> _Required action_
For this task, copy all of the data below exactly and skip the pictures.
--------------------
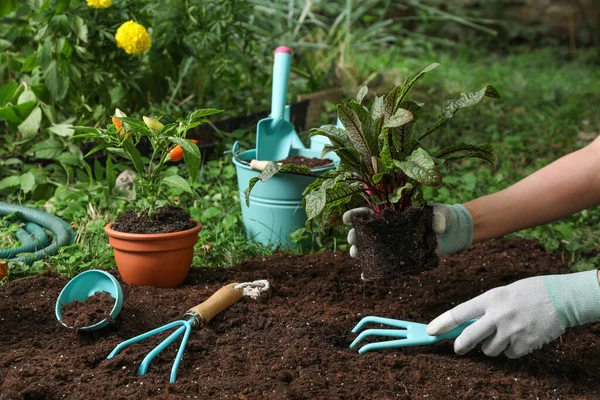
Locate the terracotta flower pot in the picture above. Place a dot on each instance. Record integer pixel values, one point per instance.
(159, 259)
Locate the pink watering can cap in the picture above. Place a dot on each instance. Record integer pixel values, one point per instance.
(283, 49)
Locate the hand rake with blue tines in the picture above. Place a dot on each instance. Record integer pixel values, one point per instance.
(200, 314)
(409, 334)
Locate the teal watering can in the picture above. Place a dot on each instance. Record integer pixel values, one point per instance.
(87, 284)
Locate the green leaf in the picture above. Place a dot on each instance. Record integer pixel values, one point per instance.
(462, 150)
(8, 6)
(134, 156)
(191, 155)
(48, 149)
(56, 82)
(204, 113)
(111, 175)
(377, 108)
(26, 96)
(466, 100)
(79, 28)
(97, 148)
(396, 195)
(361, 94)
(24, 109)
(44, 54)
(400, 118)
(421, 167)
(7, 92)
(177, 182)
(31, 125)
(212, 212)
(67, 158)
(8, 114)
(390, 101)
(30, 63)
(354, 129)
(406, 88)
(333, 190)
(10, 181)
(60, 23)
(64, 130)
(27, 182)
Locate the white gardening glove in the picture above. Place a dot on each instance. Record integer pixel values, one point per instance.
(522, 317)
(453, 226)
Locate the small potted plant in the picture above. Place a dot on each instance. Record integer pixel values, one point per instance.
(384, 166)
(153, 245)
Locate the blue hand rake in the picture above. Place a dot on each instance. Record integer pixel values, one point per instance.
(200, 314)
(410, 334)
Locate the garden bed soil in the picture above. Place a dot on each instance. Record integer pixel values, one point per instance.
(293, 342)
(167, 219)
(397, 244)
(310, 162)
(78, 314)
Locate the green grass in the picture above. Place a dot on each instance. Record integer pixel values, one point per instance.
(545, 104)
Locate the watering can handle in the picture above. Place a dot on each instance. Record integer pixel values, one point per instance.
(281, 76)
(219, 301)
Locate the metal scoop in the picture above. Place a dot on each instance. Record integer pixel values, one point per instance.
(410, 334)
(200, 314)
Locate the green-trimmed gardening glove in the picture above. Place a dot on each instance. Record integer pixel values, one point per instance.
(522, 317)
(452, 224)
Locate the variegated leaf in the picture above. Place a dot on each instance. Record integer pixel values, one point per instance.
(421, 167)
(462, 150)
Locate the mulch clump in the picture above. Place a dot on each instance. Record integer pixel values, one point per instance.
(166, 220)
(97, 307)
(397, 243)
(292, 343)
(310, 162)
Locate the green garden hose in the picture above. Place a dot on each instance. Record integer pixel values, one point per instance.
(34, 237)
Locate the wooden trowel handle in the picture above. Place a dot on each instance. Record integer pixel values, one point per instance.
(219, 301)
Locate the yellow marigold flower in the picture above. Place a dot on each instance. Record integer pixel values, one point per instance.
(133, 38)
(99, 3)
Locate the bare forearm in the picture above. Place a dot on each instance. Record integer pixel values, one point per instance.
(562, 188)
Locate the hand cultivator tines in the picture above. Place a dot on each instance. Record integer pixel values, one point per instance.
(410, 334)
(200, 314)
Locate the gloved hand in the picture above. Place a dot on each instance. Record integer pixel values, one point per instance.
(522, 317)
(453, 226)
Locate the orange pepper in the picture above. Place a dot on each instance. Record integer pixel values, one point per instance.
(3, 269)
(118, 123)
(176, 153)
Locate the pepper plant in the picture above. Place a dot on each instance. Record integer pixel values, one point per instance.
(383, 161)
(168, 144)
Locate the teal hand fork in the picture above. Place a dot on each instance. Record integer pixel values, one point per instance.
(196, 316)
(409, 334)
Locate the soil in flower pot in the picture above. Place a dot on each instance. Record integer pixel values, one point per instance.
(310, 162)
(166, 220)
(397, 244)
(95, 308)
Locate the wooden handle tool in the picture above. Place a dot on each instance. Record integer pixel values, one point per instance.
(219, 301)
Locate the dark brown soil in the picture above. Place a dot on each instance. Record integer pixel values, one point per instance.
(94, 309)
(309, 162)
(397, 244)
(168, 219)
(293, 342)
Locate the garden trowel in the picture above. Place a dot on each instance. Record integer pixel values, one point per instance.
(274, 134)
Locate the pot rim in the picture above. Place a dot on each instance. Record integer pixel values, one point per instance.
(151, 236)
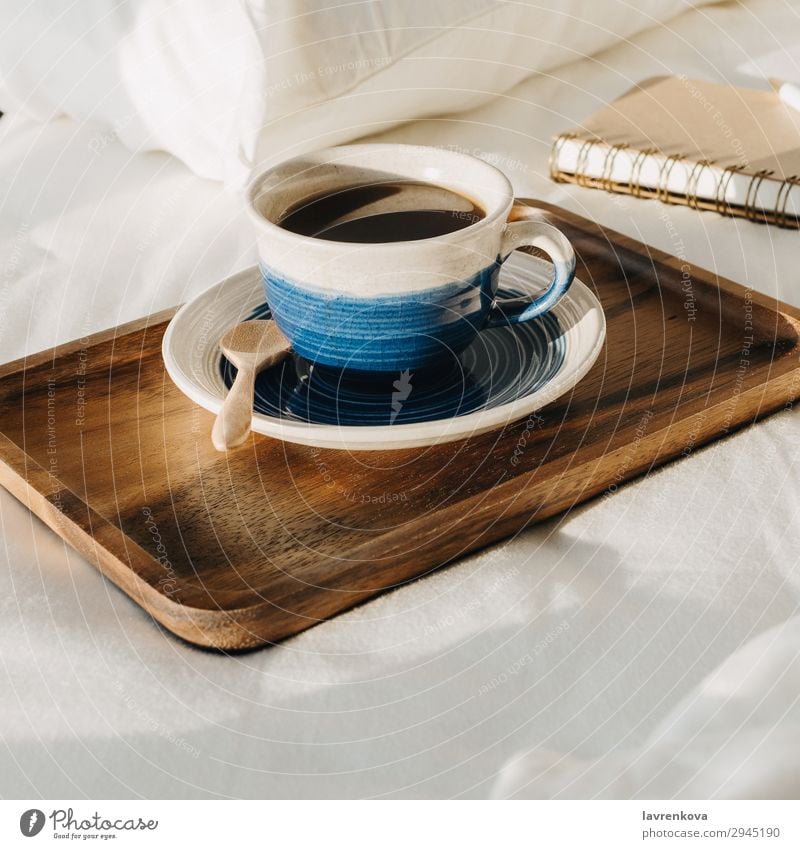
--------------------
> _Solved exercise_
Locate the terracotta flower pot in the picture above. Place a dot on each instance. Record integer pixel values, one point per instance.
(159, 259)
Locate the pink watering can cap in the picture above. Place a dot on each instance. Record integer pixel values, one point per instance.
(283, 49)
Locate the hand rake with blue tines in the picture above. Place a dot on each instance. Record integer pixel values, one point per instance.
(200, 314)
(409, 334)
Locate the teal watering can in the picture above. Place a dot on each instance. Record integer pixel values, one point per instance.
(87, 284)
Locate the green leaf in the picture above. Place a dot on each instance. Record integer pixel values, one point per instance.
(462, 150)
(8, 6)
(134, 156)
(191, 155)
(48, 149)
(56, 82)
(204, 113)
(111, 175)
(377, 108)
(26, 96)
(466, 100)
(79, 28)
(97, 148)
(396, 195)
(361, 94)
(24, 109)
(44, 54)
(400, 118)
(421, 167)
(7, 92)
(177, 182)
(31, 125)
(212, 212)
(67, 158)
(8, 114)
(390, 101)
(30, 63)
(354, 129)
(406, 88)
(333, 190)
(10, 181)
(60, 23)
(64, 130)
(27, 182)
Locate the white gardening glove in the picture above. Place a dot on each instance. Record integer pixel values, one point per instance.
(522, 317)
(453, 226)
Locate the small potted plant in the picture above. Place a dot on each instance. Record integer pixel values, one point per instance.
(384, 166)
(153, 245)
Locate the blue hand rake in the picture above. Place a dot on each instance. Record integer pixel values, one point per instance.
(200, 314)
(410, 334)
Locate the garden bed soil in the picture above. Place a dot on each instance. Record integer pixel values, one point per instance.
(293, 342)
(167, 219)
(397, 244)
(310, 162)
(78, 314)
Locate the green grass in the picture above. Place a dot on each instance. Record integer pixel values, one point per instance.
(545, 104)
Locate the watering can handle in the picture above. Place a dot on each instance. Record integer pixel values, one point per instance.
(281, 76)
(219, 301)
Locate the metal scoop in the picture above. Place a dot on each instance. Record integer pixel values, one point per instance.
(410, 334)
(200, 314)
Locate the green-trimmed gardening glove in the picture above. Place a dot on each instance. Record integer pixel values, one point per instance.
(522, 317)
(452, 224)
Locate the variegated leaf in the picture above. Place a dot on each instance. Record integer pixel values, one point per instance.
(421, 167)
(462, 150)
Locate the mulch clump in the picture above. Place a dot on each instance. Record integer pixel values, one point per instance.
(166, 220)
(97, 307)
(397, 243)
(292, 343)
(310, 162)
Locate the green garden hose in the picture above. Place a dot on each instance. Record integer pixel values, one point per instance.
(34, 237)
Locate the wooden trowel handle in the picture above. Place a dot on each instance. Record integer pixel values, one point per instance.
(219, 301)
Locate the yellow marigold flower in the picture above. Place a dot on each instance. Record integer pixel values, one point per instance.
(133, 38)
(99, 3)
Locate the bare forearm in the picture above. Place a dot on each instance. Record integer pixel values, one point per instance.
(562, 188)
Locate the hand cultivator tines in the picture above. Place a dot on each instance. Record integer pixel values, one point per instance.
(410, 334)
(200, 314)
Locate the gloved hand in the picture above. Place a dot on each instance. Record integer pixel values, one point per instance.
(522, 317)
(453, 226)
Locate the orange pepper in the picture above. Place a dot on each instance. Record integer pixel values, one point per instance.
(3, 269)
(118, 123)
(176, 153)
Locate the pepper plant in the picture above. Place a dot on each instance. Record integer pixel values, one point per instance.
(383, 161)
(168, 144)
Locate the teal hand fork in the picture above. Place a dot on each instance. Record integer pixel values, one point per instance.
(196, 316)
(409, 334)
Locate the soil in flower pot in the picture above. Place a dot on each instance. Record integer pixel values, one point per instance.
(310, 162)
(166, 220)
(397, 244)
(95, 308)
Locate the wooden handle tool in the picture above. Place a dot on each instance. Record integer pixel values, one point per instance.
(219, 301)
Locate the dark brown soil in the picture above. Place a dot on each instance. Record integer pixel values, one point per instance.
(94, 309)
(309, 162)
(397, 244)
(168, 219)
(293, 342)
Locate the garden trowel in the picture above. Place a dot on each instance. Record integer pixel values, one point per instance.
(274, 134)
Locate the pot rim in the picture above. Place a dot on each instance. Record integer pixel values, one point per instance.
(151, 236)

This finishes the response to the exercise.